Task to complete: Note the line where "pixel 37 246" appears in the data below; write it out exactly, along with every line that comes after it to the end.

═══

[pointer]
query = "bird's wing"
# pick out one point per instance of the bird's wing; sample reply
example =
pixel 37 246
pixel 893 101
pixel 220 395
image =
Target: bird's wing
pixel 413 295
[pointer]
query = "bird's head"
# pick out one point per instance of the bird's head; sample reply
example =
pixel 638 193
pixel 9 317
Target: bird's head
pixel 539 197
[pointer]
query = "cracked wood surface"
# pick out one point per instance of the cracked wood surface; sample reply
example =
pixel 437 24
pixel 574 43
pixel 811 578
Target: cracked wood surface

═══

The completed task:
pixel 37 246
pixel 893 101
pixel 220 395
image =
Target: bird's wing
pixel 413 295
[pointer]
query = "bird's head"
# pick out one point per instance of the bird's head; sample reply
example =
pixel 638 193
pixel 9 317
Target: bird's head
pixel 539 197
[pointer]
query = "cracked wood surface"
# pick out one point per instance of the cracked wood surface; sample reply
example =
pixel 437 24
pixel 574 43
pixel 811 578
Target: cracked wood surface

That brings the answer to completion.